Exercise task – In the data that follows, how many lines contain the word "below"? Reply with the number alone.

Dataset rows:

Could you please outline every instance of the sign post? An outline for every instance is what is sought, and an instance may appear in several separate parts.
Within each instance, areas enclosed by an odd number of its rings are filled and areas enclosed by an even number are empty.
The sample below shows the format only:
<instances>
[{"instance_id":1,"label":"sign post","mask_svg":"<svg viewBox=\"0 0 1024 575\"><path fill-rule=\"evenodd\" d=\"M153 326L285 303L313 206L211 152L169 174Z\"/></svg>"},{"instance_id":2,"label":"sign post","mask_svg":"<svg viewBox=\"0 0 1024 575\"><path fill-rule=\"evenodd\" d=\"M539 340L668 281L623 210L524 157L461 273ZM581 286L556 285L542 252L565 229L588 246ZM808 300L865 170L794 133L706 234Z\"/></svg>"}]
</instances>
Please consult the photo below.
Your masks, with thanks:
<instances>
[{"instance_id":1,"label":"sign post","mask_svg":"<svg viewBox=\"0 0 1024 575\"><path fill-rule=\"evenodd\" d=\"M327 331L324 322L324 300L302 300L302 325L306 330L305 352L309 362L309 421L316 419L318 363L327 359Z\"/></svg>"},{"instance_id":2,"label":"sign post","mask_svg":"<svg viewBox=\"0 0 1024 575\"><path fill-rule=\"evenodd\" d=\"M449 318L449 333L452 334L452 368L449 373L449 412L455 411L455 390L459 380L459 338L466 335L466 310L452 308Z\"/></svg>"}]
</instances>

Solution for this problem – 2